- [The tasks]:
1. From the Breeze motorhome review, pull out the passage starting at "This brand-new Breeze" and ending at "with your lifestyle.", copying it word for word.
2. According to the Breeze motorhome review, what is the diameter of the Breeze's turning circle?

- [Source document]:
/---

It seems that owning a Breeze is just as easy as the model name suggests. According to RV Super Centre North Island manager, Vicky Joubert, the Breeze is a bit of a magnet for experienced RV owners seeking to downsize. “We get a lot of prospective Breeze buyers who are couples looking to swap their six-berth for something smaller. They’re attracted to the Breeze because they already know that the motorhomes sold by us are robust and well suited to New Zealand roads, and the more compact dimensions make the Breeze easier to drive and park than their present motorhome.”

Comfy supportive travel seats are a standout feature of the Breeze

It’s not just the abbreviated 6.6 metre length that enables the Breeze to be so driver friendly. The comparatively short 3.66m wheelbase tightens the turning circle to an almost car-like 13.4m diameter thanks to the generous steering lock. With the width of the cabin confined to 2.21m, the Breeze can turn into supermarket car parks with less driver effort than that required by the average double-cab ute.

It’s a strong selling point, along with the rear-wheel-drive layout of the powertrain. “Having the rear wheels drive the motorhome makes it less susceptible to getting stuck in a muddy camping site,” says Joubert, “and our Breeze buyers are usually experienced RV owners who have already developed a preference for
rear wheel drive.”

This brand-new Breeze had a window card requesting purchasers to pay $179,990 for it when picked up from the North Island RV Super Centre located near Auckland Airport. Second-hand models that are being retired from the rental fleets operated by Tourism Holdings Limited (also owner of Action Manufacturing and RV Super Centres) list for $149,990 having travelled 150,000km or more. Which gives prospective owners three choices: buy a new Breeze, opt for a well-maintained ex-rental version for $30,000 less, or rent one for a week or two to see whether it fits with your lifestyle.

Internal screen door improves cabin ventilation

Sprinter 316 platform

Excuse the following numerical soup but this review is about to take a turn towards the mathematical. Decoding the complexities of the Mercedes-Benz Sprinter range requires a little understanding of why certain three-digit number badges are glued to the back of the vans. The first digit refers to the maximum gross weight of the Sprinter, while the following two signify horsepower. Had there been a van body attached to the Mercedes Sprinter that forms the platform for this Kea Breeze, that numerical badge on the rear doors would have read ‘316’.

Jayco All-Terrain X 19.61-3.GX.AT Review

This means the maximum Gross Vehicle Mass (GVM) in kilograms is a figure starting with a three and confirms that the 2.2L turbo diesel engine under the bonnet develops 160 bhp. Further forensic investigation into Sprinter model identification can also be done by scanning the QR code sticker on the passenger door frame with a mobile phone camera. Doing so on this Kia Breeze revealed the number ‘907’, which means the Sprinter belongs to the third-generation Sprinter van range manufactured between 2018 and 2022.

The Sprinter 316 is a sweet drive. It’s refined, well-managed, and relatively frugal, the highlights being swift access to grunt and exemplary engine/transmission calibration. If you value simplicity, and the only driver aids you require are traction control, anti-lock brakes, stability control, reversing camera, and cruise control, the 316 platform might fit you like a glove.

\---

- [Entries shown]:
/---

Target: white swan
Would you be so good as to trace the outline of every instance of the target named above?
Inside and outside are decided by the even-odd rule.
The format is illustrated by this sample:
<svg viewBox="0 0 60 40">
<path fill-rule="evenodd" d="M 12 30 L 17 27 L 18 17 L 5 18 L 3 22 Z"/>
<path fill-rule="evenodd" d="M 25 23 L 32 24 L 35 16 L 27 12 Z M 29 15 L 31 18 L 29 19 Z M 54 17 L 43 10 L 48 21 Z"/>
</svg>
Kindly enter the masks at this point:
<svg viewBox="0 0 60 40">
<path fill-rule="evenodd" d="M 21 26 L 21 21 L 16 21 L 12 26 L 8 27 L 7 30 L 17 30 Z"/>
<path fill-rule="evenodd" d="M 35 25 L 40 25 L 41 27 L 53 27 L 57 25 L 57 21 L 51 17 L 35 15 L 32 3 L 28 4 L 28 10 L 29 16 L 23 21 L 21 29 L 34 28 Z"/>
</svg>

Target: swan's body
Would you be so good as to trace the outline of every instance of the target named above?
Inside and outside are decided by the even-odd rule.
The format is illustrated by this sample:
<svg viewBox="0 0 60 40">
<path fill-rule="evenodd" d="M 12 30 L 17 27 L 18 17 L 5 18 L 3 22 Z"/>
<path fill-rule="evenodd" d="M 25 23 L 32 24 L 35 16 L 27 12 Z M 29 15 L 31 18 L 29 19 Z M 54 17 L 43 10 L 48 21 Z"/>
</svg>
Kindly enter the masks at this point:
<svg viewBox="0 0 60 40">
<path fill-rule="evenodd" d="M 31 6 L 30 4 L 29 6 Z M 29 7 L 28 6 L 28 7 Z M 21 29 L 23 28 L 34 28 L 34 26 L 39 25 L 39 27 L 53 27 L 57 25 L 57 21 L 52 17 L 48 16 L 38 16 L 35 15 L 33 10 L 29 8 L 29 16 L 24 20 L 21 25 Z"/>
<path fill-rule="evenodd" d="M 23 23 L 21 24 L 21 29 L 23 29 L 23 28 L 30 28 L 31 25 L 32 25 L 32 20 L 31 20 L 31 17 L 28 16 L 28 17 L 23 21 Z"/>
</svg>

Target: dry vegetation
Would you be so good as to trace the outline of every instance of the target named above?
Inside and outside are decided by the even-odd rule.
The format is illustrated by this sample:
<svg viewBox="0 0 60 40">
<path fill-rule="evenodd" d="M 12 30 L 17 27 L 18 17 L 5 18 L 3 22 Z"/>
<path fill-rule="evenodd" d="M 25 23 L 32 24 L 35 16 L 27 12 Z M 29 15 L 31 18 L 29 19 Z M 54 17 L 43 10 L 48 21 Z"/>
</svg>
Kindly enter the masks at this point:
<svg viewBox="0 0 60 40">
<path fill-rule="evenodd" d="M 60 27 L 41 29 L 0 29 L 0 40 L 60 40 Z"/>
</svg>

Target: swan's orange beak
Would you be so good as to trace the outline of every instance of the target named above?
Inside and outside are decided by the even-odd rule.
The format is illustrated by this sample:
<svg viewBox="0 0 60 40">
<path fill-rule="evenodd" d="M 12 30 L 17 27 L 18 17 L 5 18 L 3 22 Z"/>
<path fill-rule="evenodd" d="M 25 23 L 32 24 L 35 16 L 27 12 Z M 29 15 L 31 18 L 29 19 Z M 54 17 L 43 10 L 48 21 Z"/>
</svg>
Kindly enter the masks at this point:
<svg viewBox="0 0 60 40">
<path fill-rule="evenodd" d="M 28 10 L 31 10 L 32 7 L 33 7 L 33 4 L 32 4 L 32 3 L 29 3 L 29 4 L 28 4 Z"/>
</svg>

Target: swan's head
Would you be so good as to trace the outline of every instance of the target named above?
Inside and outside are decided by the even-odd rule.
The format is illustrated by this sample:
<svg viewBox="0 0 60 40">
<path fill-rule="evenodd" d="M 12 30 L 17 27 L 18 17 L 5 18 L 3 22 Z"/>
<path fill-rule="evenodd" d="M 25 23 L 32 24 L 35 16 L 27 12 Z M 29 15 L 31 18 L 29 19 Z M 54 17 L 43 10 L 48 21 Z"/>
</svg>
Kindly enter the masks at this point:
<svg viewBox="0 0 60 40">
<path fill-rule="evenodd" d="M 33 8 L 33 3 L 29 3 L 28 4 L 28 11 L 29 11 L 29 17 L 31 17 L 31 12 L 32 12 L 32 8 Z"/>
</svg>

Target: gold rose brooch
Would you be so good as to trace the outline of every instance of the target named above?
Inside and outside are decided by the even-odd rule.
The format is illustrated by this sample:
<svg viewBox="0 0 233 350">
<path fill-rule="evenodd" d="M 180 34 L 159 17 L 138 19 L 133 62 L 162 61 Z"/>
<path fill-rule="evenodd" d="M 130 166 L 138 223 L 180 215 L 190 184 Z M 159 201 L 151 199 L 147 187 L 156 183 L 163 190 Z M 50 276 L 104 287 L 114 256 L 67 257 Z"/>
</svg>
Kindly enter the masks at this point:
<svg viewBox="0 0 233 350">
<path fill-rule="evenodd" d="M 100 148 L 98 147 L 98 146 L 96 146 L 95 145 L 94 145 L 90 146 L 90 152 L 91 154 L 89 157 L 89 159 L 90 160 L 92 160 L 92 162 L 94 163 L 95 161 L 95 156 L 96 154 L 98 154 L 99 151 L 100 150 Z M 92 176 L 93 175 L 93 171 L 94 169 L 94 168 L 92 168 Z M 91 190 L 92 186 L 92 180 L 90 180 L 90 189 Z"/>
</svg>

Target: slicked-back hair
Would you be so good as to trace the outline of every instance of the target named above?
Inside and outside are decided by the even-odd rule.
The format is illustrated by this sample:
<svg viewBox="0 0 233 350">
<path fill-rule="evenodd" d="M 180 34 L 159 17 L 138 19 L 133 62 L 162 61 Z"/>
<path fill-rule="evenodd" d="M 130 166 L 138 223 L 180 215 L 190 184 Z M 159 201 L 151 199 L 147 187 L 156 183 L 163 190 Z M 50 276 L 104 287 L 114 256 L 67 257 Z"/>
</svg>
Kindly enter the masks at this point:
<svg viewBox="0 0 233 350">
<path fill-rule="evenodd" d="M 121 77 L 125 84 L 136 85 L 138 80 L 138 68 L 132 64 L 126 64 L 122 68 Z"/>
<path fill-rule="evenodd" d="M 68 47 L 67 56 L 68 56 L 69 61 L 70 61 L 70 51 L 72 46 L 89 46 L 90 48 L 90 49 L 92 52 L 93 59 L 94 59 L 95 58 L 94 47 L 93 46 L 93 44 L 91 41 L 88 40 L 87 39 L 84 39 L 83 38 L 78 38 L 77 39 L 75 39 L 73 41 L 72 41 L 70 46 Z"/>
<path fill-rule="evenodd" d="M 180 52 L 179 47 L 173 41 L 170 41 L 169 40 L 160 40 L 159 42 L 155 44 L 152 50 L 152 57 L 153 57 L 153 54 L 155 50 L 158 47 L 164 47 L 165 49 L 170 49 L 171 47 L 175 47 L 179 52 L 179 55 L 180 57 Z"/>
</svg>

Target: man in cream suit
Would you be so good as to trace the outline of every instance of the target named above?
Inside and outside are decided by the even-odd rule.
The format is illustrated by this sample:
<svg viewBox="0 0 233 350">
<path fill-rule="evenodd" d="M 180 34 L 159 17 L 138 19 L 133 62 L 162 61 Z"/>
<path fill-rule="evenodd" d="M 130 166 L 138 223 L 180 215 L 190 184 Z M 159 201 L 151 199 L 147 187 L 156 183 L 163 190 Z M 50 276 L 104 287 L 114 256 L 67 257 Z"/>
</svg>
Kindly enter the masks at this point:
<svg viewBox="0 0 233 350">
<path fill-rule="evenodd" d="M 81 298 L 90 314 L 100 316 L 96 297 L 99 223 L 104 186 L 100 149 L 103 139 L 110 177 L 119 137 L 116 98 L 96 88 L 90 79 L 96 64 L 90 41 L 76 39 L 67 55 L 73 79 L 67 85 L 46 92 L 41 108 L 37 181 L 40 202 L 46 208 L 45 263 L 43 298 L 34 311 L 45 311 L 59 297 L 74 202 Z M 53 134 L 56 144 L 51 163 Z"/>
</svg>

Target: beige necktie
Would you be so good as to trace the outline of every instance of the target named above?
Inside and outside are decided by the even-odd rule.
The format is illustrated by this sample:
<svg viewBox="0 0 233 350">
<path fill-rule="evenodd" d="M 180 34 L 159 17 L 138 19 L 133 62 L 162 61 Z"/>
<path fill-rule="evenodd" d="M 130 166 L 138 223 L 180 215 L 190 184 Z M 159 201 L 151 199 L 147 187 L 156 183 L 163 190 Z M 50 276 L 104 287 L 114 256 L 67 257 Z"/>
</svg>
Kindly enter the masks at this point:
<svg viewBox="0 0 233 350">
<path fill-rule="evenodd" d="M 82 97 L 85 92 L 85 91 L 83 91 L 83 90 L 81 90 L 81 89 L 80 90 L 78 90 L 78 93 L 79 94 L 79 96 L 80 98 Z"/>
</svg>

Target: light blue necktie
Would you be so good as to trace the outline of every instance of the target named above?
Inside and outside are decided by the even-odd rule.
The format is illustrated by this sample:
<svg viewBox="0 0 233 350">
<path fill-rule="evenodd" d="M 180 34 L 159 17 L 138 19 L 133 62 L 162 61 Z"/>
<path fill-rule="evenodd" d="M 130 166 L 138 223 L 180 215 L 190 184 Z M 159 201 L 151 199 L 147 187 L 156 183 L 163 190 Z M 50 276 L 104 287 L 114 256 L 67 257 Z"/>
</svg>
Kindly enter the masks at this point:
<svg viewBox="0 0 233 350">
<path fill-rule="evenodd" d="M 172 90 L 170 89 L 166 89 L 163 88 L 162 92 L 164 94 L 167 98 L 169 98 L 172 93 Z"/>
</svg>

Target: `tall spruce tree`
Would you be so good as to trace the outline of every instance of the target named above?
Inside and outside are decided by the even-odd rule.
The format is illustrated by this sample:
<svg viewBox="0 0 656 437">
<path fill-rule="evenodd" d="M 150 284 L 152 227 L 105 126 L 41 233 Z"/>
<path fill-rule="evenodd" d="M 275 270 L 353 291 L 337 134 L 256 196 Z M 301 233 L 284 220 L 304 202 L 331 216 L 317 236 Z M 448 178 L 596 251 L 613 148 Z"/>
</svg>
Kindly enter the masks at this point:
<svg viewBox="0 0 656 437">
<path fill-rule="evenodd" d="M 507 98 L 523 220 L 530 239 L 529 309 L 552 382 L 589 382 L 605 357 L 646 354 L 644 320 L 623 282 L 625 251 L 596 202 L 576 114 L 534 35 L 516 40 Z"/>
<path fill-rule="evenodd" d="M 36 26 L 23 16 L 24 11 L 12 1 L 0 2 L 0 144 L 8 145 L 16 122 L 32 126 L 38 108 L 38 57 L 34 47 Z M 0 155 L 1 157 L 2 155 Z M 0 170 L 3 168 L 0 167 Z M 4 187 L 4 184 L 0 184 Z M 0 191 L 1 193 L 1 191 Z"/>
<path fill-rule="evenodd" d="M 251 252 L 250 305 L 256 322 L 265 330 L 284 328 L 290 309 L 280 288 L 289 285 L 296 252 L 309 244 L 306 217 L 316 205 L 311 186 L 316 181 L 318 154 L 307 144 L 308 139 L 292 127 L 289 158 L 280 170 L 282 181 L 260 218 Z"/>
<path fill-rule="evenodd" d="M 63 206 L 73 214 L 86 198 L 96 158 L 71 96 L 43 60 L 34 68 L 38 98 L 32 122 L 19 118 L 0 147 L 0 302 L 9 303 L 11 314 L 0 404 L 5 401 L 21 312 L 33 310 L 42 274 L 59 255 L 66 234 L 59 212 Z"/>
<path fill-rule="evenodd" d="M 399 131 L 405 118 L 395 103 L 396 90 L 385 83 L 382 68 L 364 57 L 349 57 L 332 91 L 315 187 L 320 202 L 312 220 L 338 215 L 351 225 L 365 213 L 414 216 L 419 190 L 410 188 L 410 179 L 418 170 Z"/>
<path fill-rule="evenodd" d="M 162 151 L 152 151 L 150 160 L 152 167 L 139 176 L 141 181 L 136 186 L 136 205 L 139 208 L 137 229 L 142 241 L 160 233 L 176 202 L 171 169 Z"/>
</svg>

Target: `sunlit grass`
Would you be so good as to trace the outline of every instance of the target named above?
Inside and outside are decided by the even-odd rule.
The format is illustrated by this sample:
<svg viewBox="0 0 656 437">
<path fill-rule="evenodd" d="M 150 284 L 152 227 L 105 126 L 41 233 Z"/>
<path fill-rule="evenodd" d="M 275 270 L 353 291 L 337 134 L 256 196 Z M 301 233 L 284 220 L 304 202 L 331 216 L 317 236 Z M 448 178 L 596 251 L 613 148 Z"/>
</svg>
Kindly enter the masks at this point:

\---

- [Per-task outputs]:
1.
This brand-new Breeze had a window card requesting purchasers to pay $179,990 for it when picked up from the North Island RV Super Centre located near Auckland Airport. Second-hand models that are being retired from the rental fleets operated by Tourism Holdings Limited (also owner of Action Manufacturing and RV Super Centres) list for $149,990 having travelled 150,000km or more. Which gives prospective owners three choices: buy a new Breeze, opt for a well-maintained ex-rental version for $30,000 less, or rent one for a week or two to see whether it fits with your lifestyle.

2. 13.4 meters